_WORK ORDER 1_:
In the text on delusions, what three criteria define a delusion?
_WORK ORDER 2_:
Drawing on the text on delusions, explain why a belief that there is something moving in one's head counts as a mood neutral delusion.
_WORK ORDER 3_:
Proceed with the text on delusions from the point where it ends.

_TEXT EXCERPT_:
________

What are Delusions?
A delusion is a belief with strong conviction despite evidence to the contrary. Delusions are false beliefs or misinterpretations of events & their significance. This is pathological and is different from a belief based on false or incomplete information, confabulation, some dogma or because of perception. Delusions are a symptom of medical, neurological, or mental disorder and are of diagnostic importance.
Delusions may be present in any of the following mental disorders:
- Psychotic disorders including schizophrenia, schizoaffective disorder, delusional disorder, schizophreniform disorder, shared psychotic disorder, brief psychotic disorder, and substance-induced psychotic disorder
- Bipolar disorder
- Major Depressive Disorder with psychotic features
Criteria of delusion are:
- Certainty that means it is held with absolute conviction
- Incorrigibility that means it is not changeable by compelling counterargument or proof to the contrary
- Impossibility or falsity of content that means it is implausible, bizarre or patently untrue
Delusions are categorized into four different groups:
- Bizarre delusion – Delusions if they are clearly impossible and not understandable to same culture people and does not derive from or relate to ordinary life experiences.
- Non bizarre delusion – A delusion though false is at least possible e.g., the affected person mistakenly believes that he is followed by someone.
- Mood congruent delusion – Any delusion with its content correspond to or is consistent with either a depressive or manic state e.g., a depressed person believes that he or she is looked down upon by office colleagues or they highly disapprove of him, or a person in a manic state might believe she is a powerful and must control others.
- Mood neutral delusion – A delusion that has no relation to the emotional state for example a belief that there is something moving in his head is not related to either depression or mania.
Delusions are also explained according to theme they display. Some of the more common delusion themes are:
- Grandiose delusions: In Grandiose delusions person is convinced that he or she has special powers, talents, or abilities or they are a famous person or character. This may be of super natural character, science fiction or religious characteristic. This super natural power could be to save or destroy others.

________

_SUPPLIED MATERIAL_:
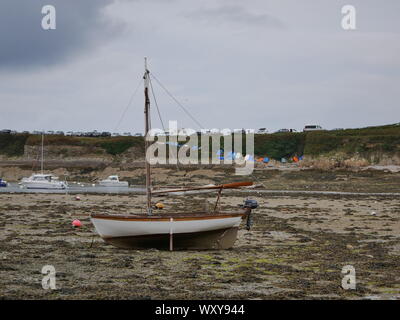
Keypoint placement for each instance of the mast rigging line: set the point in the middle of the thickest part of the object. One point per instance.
(129, 103)
(179, 104)
(155, 102)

________

_EXPECTED ANSWER 1_:
Certainty, incorrigibility, and impossibility or falsity of content.

_EXPECTED ANSWER 2_:
A mood neutral delusion has no relation to the person's emotional state. The belief that something is moving in one's head is not related to either depression or mania, so it falls into this group.

_EXPECTED ANSWER 3_:
- Persecutory delusions: In Persecutory delusions person believes that he or she is being conspired against, followed, harassed, cheated, poisoned, drugged, spied on, sabotaged, ridiculed, attacked or obstructed in doing work or in pursuit of his or her goals. The individual believes that some harm is being done or going to occur. They also believe that there are people who have clear cut intention to do such harm and are targeting him or her.
- Delusion of control: A person believes that his thoughts, feelings or behavior are being controlled by someone else or external force.
- Cotard delusion: This is a false belief that he or she is dead and deny own existence.
- Delusional jealousy: A person believes that a spouse or lover is having an affair. There is no proof to back up their claim.
- Delusion of guilt or sin or self-accusation: Person believes he or she has done something wrong and has an ungrounded feeling of remorse or guilt of huge intensity.
- Delusion of mind being read: Person believes that his or her mind is being read by others directly or through some gadget.
- Delusion of thought insertion: Person believes that someone is inserting thoughts inside his or her mind.
- Delusion of reference: The person believes that insignificant remarks, events, or objects in his or her environment are related to him or her and have personal meaning or significance.
- Erotomania: Person believes that another person is in love with him or her. Any amount of denial will not convince.
- Grandiose religious delusion: Person believes that he or she is God sent or chosen one to act on behalf of or as God.
- Somatic delusion: These are false beliefs related to own body appearance, sensation or function. They believe body is abnormal or changed. This is different from hypochondriacal anxiety in which person has abnormal worry about being sick.
- Delusion of poverty: Person has belief that he or she is very poor or bankrupt.